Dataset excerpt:

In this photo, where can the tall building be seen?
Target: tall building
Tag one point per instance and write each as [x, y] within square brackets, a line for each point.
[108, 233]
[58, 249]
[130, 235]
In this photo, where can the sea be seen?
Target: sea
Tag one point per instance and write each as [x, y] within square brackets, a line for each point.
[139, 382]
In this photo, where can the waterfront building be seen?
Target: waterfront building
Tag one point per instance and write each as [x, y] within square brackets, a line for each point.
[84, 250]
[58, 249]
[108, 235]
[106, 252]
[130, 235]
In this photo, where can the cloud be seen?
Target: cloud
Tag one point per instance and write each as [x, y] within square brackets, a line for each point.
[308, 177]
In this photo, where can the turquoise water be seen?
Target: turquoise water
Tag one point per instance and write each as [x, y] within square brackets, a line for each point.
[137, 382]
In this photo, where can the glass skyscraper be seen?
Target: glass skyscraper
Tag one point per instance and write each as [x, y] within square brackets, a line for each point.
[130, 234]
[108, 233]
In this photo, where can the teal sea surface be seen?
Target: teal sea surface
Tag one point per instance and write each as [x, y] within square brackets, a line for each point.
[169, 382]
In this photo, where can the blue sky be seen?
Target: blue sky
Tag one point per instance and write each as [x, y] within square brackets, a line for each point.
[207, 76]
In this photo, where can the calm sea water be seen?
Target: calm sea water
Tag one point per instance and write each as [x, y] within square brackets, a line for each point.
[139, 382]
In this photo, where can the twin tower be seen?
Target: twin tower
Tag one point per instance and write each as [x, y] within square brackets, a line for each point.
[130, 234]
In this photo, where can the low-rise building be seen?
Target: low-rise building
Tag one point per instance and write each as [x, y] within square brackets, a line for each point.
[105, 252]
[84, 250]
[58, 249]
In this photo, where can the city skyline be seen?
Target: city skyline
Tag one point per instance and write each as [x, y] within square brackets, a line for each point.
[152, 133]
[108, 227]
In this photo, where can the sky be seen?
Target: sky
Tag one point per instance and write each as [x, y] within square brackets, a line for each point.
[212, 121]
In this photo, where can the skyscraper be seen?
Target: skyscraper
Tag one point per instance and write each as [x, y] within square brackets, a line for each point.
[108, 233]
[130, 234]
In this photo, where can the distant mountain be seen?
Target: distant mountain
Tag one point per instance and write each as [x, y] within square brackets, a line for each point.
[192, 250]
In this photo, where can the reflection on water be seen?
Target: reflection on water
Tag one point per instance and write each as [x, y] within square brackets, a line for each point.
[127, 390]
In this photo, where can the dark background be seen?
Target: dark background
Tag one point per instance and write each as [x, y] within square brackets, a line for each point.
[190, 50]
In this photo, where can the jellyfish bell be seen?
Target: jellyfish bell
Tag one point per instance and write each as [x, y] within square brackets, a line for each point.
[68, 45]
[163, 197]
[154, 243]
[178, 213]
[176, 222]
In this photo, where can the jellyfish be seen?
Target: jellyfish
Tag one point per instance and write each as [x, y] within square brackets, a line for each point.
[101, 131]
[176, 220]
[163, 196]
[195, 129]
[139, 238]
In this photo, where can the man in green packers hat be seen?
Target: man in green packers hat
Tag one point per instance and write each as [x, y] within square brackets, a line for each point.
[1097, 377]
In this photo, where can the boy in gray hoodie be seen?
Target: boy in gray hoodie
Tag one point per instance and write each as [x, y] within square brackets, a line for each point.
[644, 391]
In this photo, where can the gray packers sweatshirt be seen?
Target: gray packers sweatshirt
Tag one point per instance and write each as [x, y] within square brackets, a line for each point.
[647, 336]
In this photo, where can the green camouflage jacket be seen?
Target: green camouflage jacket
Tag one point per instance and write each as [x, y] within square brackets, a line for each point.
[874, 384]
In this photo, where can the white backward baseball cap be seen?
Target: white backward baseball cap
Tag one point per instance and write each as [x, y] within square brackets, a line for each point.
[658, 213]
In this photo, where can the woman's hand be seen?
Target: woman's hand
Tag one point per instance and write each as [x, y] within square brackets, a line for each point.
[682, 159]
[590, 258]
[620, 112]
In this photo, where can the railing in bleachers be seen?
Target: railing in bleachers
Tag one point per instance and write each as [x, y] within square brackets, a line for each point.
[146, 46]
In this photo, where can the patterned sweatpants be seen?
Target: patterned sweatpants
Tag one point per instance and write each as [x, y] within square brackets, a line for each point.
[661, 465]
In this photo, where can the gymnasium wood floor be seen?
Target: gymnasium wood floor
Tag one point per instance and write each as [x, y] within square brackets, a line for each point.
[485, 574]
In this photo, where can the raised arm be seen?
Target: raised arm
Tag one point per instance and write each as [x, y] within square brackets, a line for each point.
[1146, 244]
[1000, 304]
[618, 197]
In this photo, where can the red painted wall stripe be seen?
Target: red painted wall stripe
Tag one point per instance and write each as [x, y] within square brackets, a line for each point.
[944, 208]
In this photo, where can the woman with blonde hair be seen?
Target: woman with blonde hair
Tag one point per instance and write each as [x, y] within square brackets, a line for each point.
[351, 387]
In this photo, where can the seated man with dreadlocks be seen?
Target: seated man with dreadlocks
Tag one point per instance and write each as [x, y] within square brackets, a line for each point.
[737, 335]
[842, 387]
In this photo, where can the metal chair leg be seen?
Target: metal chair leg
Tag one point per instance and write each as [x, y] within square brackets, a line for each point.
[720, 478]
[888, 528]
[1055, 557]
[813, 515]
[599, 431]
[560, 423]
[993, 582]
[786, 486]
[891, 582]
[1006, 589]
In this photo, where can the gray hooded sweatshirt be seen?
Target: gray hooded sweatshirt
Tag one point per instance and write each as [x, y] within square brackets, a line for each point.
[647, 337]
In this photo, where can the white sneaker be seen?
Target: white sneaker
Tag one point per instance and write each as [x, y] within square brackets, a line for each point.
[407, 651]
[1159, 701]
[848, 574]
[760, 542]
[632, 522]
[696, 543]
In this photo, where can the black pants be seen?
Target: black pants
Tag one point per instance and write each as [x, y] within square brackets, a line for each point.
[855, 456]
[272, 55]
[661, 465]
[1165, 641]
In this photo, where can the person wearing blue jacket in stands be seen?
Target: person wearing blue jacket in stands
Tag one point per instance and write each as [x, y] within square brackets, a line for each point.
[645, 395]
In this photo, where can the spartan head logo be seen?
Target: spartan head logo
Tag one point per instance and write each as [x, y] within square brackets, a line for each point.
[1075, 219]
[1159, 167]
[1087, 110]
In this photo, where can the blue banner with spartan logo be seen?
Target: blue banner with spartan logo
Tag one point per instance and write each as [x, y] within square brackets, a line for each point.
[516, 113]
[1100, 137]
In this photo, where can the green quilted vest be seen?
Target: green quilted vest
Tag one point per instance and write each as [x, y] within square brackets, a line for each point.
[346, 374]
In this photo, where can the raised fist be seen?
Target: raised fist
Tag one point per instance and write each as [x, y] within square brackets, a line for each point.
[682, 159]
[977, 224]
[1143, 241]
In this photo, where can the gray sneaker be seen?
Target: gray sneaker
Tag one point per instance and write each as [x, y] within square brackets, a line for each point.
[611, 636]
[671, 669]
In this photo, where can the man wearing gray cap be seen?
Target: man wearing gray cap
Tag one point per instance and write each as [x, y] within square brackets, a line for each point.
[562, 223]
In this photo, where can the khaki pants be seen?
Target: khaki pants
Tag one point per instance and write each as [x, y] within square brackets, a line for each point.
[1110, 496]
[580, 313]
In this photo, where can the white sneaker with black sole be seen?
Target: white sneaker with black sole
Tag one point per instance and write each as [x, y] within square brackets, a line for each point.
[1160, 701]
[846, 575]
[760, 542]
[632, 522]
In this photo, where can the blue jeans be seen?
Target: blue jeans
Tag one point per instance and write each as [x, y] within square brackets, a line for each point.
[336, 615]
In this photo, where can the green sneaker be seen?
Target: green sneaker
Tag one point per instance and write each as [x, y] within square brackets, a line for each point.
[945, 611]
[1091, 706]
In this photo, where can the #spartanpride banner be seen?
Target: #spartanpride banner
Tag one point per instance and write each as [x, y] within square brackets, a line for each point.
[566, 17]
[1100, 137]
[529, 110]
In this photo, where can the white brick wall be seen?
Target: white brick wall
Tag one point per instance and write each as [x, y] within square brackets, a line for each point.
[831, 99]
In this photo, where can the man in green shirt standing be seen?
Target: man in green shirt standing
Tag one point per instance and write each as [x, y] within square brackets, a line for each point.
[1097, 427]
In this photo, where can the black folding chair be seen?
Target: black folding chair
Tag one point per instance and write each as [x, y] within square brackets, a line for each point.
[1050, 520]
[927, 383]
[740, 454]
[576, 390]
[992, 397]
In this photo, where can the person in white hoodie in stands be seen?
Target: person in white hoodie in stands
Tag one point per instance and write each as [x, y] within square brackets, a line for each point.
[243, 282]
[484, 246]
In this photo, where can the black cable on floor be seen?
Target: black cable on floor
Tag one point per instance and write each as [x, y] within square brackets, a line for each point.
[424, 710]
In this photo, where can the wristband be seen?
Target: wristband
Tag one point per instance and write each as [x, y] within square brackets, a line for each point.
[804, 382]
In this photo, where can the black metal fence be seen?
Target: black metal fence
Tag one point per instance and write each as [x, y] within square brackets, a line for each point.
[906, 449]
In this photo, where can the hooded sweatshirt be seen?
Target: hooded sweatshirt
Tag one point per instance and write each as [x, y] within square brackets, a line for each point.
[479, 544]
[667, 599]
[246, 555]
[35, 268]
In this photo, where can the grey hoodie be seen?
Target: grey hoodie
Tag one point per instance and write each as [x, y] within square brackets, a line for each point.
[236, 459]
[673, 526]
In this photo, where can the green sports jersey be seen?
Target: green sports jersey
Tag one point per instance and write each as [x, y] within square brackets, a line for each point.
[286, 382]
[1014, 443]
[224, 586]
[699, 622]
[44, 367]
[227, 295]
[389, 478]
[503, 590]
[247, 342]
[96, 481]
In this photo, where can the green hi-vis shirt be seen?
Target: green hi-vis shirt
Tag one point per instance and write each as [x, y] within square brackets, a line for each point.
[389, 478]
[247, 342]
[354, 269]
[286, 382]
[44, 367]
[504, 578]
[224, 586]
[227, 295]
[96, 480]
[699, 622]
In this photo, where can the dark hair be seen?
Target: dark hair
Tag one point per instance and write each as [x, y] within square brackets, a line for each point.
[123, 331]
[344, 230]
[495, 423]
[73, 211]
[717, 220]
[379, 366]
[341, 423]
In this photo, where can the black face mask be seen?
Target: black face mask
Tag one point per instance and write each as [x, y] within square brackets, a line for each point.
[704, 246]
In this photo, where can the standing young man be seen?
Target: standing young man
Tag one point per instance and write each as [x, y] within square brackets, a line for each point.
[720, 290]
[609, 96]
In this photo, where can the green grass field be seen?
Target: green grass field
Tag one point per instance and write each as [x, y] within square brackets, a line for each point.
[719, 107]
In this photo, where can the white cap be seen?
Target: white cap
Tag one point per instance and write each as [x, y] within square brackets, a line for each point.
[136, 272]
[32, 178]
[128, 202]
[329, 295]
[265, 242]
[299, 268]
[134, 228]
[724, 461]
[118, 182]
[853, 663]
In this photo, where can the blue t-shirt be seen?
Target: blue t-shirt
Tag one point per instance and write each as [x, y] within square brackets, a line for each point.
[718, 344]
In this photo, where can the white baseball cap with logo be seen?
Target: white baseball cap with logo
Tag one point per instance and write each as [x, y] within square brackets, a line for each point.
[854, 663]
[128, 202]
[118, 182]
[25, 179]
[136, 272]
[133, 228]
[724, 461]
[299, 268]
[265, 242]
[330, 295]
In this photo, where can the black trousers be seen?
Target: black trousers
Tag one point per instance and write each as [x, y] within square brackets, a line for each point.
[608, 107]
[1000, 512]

• [TASK GOAL]: Reproduce the entries starting at the line containing "In this photo, where can the standing" and ending with the final entry, substituting "black pants" for "black trousers" and changing nothing else.

• [CORRECT ANSWER]:
In this photo, where can the standing young man be seen?
Target: standing young man
Tag one point per instance and write each as [x, y] within square brackets, a line for each point.
[720, 290]
[609, 96]
In this photo, where can the green grass field be seen?
Target: green grass field
Tag one point per instance and write each as [x, y] within square brackets, a line for each point.
[719, 107]
In this photo, where can the white cap be seen?
Target: white cap
Tag one point per instance and write each as [x, y] within square brackets, a line for each point.
[136, 272]
[32, 178]
[128, 202]
[329, 295]
[265, 242]
[299, 268]
[134, 228]
[724, 461]
[118, 182]
[853, 663]
In this photo, where can the blue t-shirt be seen?
Target: blue t-shirt
Tag one point per instance and write each as [x, y] within square brackets, a line for each point.
[718, 344]
In this photo, where can the white baseball cap with logo be seen?
Target: white baseball cap with logo
Tag one point per instance and write each as [x, y] within square brackets, a line for each point.
[854, 663]
[128, 202]
[118, 182]
[25, 179]
[136, 272]
[133, 228]
[724, 461]
[299, 268]
[265, 242]
[330, 295]
In this photo, where can the black pants be seen?
Target: black pants
Tag one point per instance and write each as [x, y] within square brackets, a line for each point.
[608, 107]
[1000, 512]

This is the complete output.